FRAGMENTO CITADO:
###

Desde el gobierno sacan y sacan cuentas que, por lo que parece, dan un resultado al que se aferran con fuerza: es posible aguantar el desprecio popular


EDE

La Constitución de la República Bolivariana de Venezuela debe ser respetada en toda su dimensión. Es el pilar fundamental de nuestra sociedad, de nuestro entendimiento como ciudadanos, y no algo accesorio que se puede pisotear a gusto del gobernante de turno.

La Constitución no está para ser amoldada a los caprichos de la burocracia, ni para ser interpretada por quienes solo quieren cuidar su parcela.

Los avances de la Carta Magna que los venezolanos se encargaron de aprobar mediante el voto, ahora pretenden ser negados por una cúpula que no quiere enfrentar la realidad. Desde el poder las elecciones ahora dan alergia.

Aquel discurso de la imbatibilidad, de las decenas de comicios ganados durante años ahora es escondido, porque el temor a la expresión popular es enorme, porque de la manifestación en las urnas saldrá un resultado que es a todas luces adverso para quienes no quieren soltar sus prebendas.

Según la tesis de la cúpula, en este país no puede haber elecciones porque estamos en crisis, una crisis generada por el mal gobierno.

Es la trampa perfecta: robo, hago una mala gestión, miro a otro lado mientras los poderosos de siempre se enriquecen, evito tomar decisiones para cambiar el rumbo y me excuso de realizar lo que dice la Constitución, porque la crisis creada/permitida por mí lo hace inviable.

El cinismo es una característica que algunos explotan con gozo.

La clase política venezolana, en esos acuerdos fuera de cámara, pretende robar el derecho que tiene la gente a ejercer el voto.

Este año no habrá elecciones regionales, repiten los burócratas alineados al Ejecutivo sin que su contraparte se dé a respetar. Palo al pueblo y a otra cosa.

También están en estado de negación si se trata del tema del revocatorio.

Por la vía que vamos, los muchachos tampoco podrán escoger a su reina de carnaval.

###

Datos de etiquetado de coordenadas
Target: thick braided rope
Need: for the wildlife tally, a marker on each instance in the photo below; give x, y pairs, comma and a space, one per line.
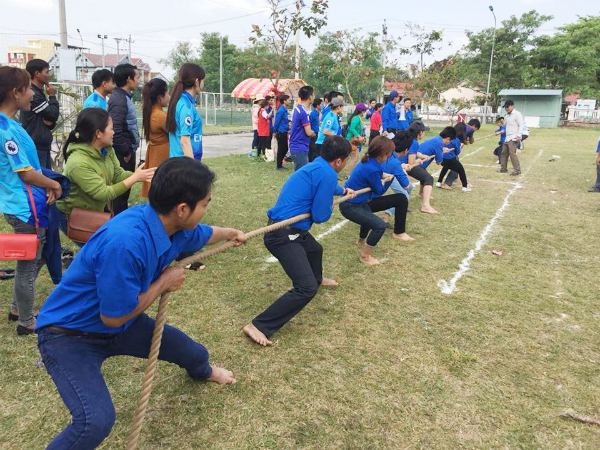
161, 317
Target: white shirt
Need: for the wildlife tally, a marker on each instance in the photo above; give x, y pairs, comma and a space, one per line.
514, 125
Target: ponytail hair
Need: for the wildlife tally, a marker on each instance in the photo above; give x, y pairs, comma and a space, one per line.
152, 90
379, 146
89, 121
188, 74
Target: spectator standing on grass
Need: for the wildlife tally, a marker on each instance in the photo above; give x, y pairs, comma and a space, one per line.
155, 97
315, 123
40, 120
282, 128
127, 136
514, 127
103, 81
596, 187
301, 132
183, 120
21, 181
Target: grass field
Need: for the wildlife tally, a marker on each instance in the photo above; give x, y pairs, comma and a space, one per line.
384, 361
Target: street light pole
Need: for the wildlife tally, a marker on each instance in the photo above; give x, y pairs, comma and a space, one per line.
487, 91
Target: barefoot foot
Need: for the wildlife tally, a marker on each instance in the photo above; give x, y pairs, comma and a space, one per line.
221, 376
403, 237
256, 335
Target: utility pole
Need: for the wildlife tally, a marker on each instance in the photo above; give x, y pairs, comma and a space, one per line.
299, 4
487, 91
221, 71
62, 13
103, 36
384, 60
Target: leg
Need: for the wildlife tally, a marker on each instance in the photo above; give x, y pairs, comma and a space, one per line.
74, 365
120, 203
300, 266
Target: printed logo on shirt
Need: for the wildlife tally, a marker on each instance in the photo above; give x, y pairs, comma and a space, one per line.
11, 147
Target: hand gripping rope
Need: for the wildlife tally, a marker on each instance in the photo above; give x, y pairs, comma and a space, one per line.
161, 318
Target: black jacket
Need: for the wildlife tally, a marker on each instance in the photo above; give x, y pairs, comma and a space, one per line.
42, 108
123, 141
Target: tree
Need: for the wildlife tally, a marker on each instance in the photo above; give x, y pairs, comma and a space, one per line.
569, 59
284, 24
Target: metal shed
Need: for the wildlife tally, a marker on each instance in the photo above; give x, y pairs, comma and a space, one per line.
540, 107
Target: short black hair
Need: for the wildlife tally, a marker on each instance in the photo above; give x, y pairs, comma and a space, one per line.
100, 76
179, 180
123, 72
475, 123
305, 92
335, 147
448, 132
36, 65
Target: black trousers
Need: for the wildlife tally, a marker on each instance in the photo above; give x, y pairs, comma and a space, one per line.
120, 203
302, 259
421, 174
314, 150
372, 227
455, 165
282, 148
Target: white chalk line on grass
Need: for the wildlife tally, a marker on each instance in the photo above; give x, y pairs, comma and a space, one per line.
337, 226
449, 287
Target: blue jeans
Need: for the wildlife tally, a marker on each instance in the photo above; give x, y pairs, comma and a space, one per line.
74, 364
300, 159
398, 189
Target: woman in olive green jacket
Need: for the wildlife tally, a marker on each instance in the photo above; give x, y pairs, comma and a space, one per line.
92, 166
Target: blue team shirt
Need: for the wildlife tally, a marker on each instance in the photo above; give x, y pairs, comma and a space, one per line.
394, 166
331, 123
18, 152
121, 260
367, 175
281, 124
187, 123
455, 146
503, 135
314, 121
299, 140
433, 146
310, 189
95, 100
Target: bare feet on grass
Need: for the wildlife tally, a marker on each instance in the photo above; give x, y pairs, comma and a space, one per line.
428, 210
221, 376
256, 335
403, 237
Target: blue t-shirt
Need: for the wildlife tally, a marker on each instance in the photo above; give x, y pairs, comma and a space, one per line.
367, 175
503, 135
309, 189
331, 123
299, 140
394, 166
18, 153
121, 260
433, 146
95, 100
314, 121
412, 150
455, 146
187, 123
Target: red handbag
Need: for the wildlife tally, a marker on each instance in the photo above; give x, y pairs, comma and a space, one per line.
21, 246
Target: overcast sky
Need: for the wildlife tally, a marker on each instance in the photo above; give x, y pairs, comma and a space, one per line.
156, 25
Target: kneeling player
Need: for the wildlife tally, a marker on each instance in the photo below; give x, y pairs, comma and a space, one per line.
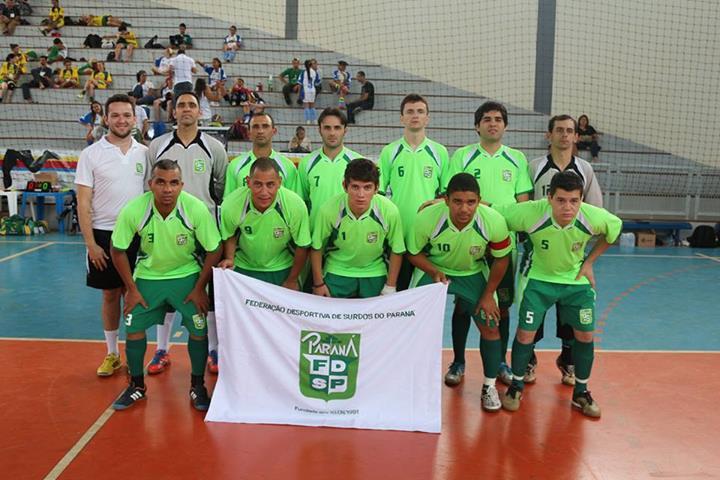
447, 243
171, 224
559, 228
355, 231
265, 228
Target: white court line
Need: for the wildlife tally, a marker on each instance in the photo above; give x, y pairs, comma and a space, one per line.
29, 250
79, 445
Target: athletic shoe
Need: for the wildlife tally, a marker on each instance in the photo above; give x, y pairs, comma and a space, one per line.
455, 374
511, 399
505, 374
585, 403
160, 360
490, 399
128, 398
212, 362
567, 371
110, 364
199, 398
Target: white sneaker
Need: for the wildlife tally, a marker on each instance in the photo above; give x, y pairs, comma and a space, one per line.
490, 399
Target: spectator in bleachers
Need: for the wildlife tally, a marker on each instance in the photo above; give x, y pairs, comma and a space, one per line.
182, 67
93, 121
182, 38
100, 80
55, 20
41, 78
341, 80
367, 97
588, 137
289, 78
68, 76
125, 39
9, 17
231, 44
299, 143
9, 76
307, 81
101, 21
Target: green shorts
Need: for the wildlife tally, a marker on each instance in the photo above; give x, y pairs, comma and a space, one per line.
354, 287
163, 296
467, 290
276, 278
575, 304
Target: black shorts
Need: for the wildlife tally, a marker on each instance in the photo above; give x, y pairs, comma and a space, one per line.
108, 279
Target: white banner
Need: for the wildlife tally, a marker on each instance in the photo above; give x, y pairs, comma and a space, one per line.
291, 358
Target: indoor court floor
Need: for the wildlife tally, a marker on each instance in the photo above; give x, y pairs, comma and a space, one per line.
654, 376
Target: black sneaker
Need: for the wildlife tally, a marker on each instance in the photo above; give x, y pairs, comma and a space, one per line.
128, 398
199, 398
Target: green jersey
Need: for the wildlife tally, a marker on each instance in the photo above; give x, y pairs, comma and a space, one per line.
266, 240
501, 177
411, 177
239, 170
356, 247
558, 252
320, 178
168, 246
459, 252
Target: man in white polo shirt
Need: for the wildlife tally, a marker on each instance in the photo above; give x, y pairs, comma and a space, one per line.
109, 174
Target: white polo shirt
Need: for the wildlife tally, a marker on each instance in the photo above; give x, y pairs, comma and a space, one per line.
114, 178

###

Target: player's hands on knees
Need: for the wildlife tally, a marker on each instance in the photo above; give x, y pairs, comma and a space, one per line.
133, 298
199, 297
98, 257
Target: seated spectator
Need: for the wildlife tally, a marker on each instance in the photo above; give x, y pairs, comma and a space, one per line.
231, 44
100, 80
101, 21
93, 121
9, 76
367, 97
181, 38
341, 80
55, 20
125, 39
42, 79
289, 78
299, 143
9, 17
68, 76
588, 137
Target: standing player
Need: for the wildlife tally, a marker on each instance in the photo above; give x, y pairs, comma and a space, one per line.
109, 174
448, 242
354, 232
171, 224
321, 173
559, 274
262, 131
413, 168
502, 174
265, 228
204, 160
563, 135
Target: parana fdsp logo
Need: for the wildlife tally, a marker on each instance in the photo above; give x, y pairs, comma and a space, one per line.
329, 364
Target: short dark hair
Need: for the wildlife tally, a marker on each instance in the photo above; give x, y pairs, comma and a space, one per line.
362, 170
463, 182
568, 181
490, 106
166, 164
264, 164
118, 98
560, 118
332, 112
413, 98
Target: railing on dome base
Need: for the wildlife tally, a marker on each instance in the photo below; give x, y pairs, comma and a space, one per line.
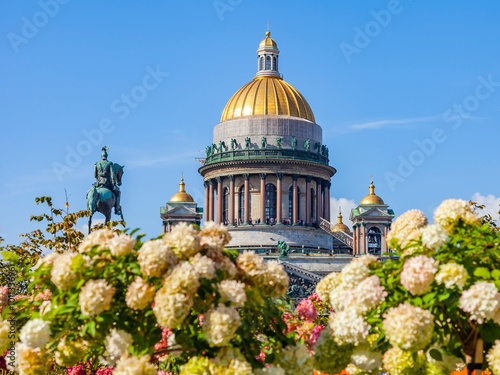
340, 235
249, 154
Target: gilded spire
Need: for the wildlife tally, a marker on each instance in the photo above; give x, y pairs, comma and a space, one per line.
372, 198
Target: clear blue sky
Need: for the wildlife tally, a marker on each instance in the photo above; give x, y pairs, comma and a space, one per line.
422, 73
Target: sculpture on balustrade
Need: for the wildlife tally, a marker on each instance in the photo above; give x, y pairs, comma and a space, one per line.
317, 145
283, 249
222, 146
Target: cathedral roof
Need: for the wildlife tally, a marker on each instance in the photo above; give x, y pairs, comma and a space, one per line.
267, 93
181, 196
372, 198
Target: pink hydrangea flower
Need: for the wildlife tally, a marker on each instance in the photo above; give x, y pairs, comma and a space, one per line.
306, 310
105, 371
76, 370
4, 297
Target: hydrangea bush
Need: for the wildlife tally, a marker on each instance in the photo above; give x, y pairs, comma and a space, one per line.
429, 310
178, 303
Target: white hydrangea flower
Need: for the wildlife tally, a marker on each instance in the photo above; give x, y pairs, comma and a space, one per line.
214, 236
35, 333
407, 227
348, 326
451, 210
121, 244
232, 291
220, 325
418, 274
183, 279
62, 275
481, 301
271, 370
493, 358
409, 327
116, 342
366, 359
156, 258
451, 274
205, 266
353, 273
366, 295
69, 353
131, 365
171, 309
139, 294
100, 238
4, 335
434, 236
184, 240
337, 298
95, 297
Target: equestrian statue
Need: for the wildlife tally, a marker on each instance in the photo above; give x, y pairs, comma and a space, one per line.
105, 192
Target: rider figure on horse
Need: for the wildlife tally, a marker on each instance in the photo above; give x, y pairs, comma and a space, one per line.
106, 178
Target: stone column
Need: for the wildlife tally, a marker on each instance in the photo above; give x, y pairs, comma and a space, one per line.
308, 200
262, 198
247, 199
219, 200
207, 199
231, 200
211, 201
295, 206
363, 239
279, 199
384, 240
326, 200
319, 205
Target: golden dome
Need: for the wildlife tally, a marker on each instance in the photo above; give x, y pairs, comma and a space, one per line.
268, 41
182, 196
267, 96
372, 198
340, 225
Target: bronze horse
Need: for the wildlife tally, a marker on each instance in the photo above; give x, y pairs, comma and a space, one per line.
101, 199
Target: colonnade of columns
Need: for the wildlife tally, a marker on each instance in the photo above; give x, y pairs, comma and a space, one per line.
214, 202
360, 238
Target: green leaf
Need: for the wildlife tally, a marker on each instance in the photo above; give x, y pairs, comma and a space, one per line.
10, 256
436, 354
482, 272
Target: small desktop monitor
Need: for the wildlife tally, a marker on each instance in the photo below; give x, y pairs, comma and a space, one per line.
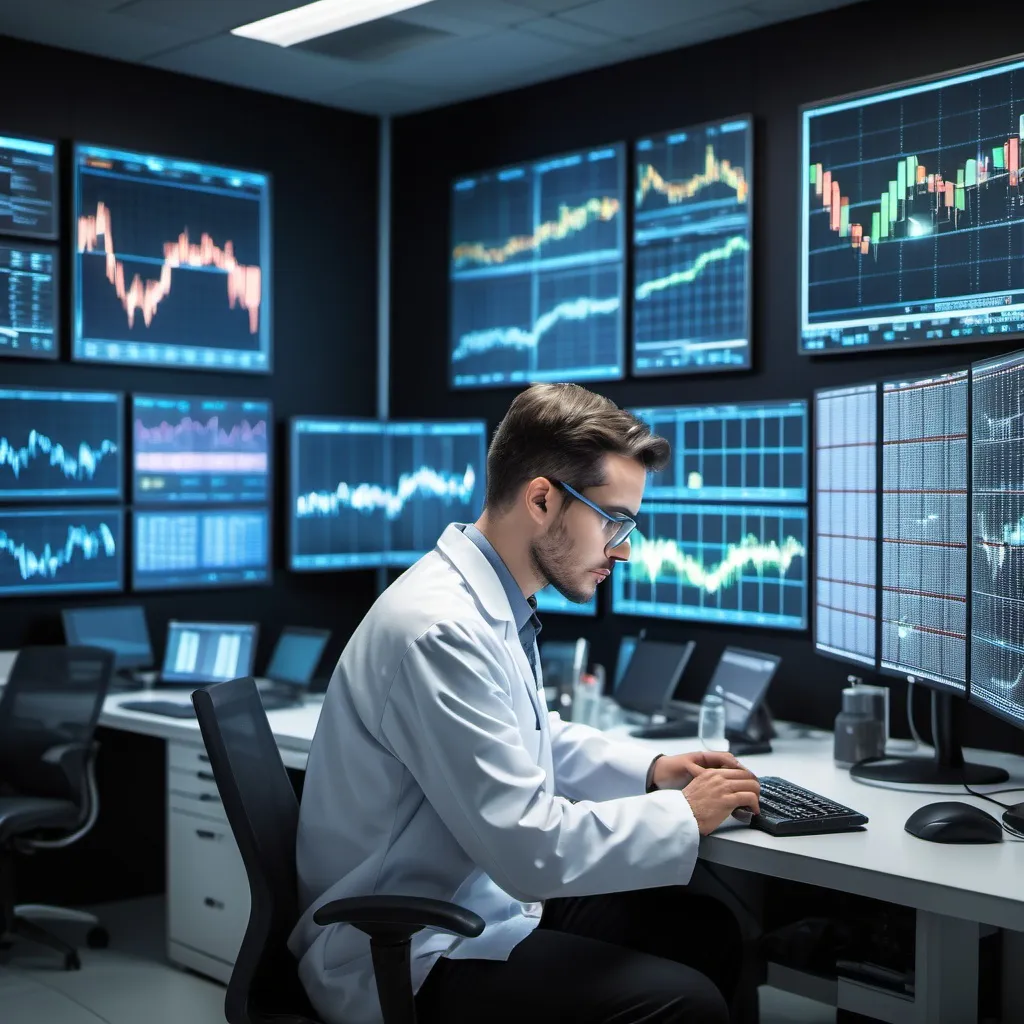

###

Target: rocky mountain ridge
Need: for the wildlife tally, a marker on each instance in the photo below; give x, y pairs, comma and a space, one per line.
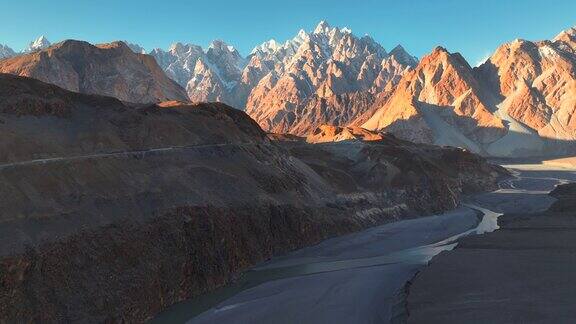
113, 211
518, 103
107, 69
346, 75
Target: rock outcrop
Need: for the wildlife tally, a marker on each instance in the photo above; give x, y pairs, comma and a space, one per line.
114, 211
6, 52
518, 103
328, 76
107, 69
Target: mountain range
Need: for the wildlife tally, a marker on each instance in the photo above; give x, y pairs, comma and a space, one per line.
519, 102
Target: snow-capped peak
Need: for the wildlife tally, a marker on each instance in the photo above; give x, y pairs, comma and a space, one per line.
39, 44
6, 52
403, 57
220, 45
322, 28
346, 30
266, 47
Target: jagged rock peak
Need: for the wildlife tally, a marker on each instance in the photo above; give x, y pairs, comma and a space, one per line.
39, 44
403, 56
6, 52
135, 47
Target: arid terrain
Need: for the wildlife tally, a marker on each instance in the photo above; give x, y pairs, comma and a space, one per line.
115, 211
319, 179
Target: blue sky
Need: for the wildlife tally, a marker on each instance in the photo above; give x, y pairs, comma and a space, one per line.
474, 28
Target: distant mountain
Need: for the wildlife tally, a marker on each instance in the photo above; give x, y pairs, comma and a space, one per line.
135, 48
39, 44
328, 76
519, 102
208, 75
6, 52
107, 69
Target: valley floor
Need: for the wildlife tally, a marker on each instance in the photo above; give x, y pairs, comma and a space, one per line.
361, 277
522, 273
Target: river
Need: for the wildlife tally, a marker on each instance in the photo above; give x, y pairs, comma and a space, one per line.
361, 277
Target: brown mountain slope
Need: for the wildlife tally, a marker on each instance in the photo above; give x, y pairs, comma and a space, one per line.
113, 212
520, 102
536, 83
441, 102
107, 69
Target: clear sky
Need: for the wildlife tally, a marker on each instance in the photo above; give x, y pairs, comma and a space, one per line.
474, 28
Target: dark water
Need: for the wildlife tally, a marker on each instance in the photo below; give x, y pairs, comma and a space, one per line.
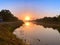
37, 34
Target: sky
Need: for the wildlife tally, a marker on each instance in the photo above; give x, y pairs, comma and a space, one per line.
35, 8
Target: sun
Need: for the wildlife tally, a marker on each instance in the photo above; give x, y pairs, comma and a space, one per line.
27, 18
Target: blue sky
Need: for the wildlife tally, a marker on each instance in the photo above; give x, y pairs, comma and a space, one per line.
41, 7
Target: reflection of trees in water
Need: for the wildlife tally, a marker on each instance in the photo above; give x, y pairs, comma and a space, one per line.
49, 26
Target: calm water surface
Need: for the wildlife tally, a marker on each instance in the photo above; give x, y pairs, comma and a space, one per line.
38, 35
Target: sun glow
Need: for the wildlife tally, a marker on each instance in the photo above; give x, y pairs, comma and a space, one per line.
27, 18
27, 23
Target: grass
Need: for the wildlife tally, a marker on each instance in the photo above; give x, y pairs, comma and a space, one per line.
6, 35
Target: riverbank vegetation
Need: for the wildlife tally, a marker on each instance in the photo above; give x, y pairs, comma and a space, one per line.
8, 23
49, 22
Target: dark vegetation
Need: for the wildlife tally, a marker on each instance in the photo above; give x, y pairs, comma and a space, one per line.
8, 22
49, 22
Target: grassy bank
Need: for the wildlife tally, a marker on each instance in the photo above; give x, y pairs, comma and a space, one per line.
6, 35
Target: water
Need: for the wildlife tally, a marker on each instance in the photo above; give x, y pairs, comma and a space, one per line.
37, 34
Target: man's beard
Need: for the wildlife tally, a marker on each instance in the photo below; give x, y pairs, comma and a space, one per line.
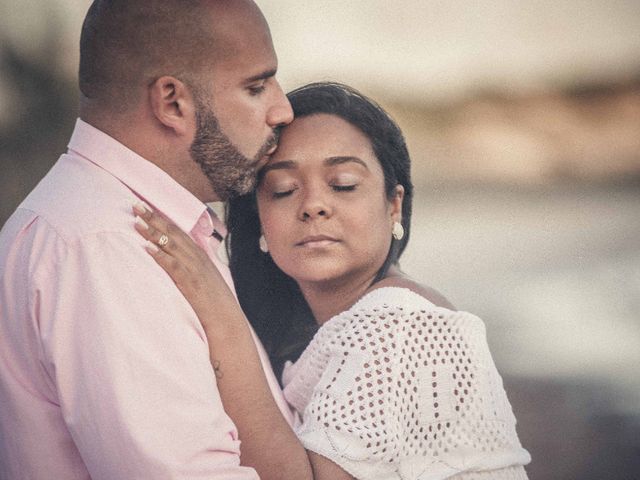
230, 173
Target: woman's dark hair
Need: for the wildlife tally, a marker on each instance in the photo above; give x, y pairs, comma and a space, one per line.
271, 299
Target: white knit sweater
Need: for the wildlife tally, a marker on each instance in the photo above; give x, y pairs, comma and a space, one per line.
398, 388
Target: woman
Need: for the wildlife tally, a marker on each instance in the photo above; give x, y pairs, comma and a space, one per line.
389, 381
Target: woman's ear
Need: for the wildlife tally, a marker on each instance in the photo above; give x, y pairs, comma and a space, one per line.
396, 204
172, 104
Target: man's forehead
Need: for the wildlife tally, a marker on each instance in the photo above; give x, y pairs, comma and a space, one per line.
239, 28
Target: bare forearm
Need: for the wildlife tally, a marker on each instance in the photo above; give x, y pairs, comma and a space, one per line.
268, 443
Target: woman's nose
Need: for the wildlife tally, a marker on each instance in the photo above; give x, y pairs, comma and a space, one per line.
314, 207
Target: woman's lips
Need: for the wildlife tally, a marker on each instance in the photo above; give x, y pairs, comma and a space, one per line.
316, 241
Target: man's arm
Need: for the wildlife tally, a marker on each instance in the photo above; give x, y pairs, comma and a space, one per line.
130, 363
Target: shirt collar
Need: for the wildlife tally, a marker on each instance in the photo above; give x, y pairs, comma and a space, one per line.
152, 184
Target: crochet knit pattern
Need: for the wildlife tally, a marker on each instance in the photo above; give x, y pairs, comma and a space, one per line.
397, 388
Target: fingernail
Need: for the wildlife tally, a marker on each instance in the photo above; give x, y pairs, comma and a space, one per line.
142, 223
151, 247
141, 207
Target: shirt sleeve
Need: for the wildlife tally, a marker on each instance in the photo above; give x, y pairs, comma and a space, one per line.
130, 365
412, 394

###

Reproduce completo el fragmento citado sobre la Constitución venezolana y las elecciones, sin alterar ni una palabra.

Desde el gobierno sacan y sacan cuentas que, por lo que parece, dan un resultado al que se aferran con fuerza: es posible aguantar el desprecio popular


EDE

La Constitución de la República Bolivariana de Venezuela debe ser respetada en toda su dimensión. Es el pilar fundamental de nuestra sociedad, de nuestro entendimiento como ciudadanos, y no algo accesorio que se puede pisotear a gusto del gobernante de turno.

La Constitución no está para ser amoldada a los caprichos de la burocracia, ni para ser interpretada por quienes solo quieren cuidar su parcela.

Los avances de la Carta Magna que los venezolanos se encargaron de aprobar mediante el voto, ahora pretenden ser negados por una cúpula que no quiere enfrentar la realidad. Desde el poder las elecciones ahora dan alergia.

Aquel discurso de la imbatibilidad, de las decenas de comicios ganados durante años ahora es escondido, porque el temor a la expresión popular es enorme, porque de la manifestación en las urnas saldrá un resultado que es a todas luces adverso para quienes no quieren soltar sus prebendas.

Según la tesis de la cúpula, en este país no puede haber elecciones porque estamos en crisis, una crisis generada por el mal gobierno.

Es la trampa perfecta: robo, hago una mala gestión, miro a otro lado mientras los poderosos de siempre se enriquecen, evito tomar decisiones para cambiar el rumbo y me excuso de realizar lo que dice la Constitución, porque la crisis creada/permitida por mí lo hace inviable.

El cinismo es una característica que algunos explotan con gozo.

La clase política venezolana, en esos acuerdos fuera de cámara, pretende robar el derecho que tiene la gente a ejercer el voto.

Este año no habrá elecciones regionales, repiten los burócratas alineados al Ejecutivo sin que su contraparte se dé a respetar. Palo al pueblo y a otra cosa.

También están en estado de negación si se trata del tema del revocatorio.

Por la vía que vamos, los muchachos tampoco podrán escoger a su reina de carnaval.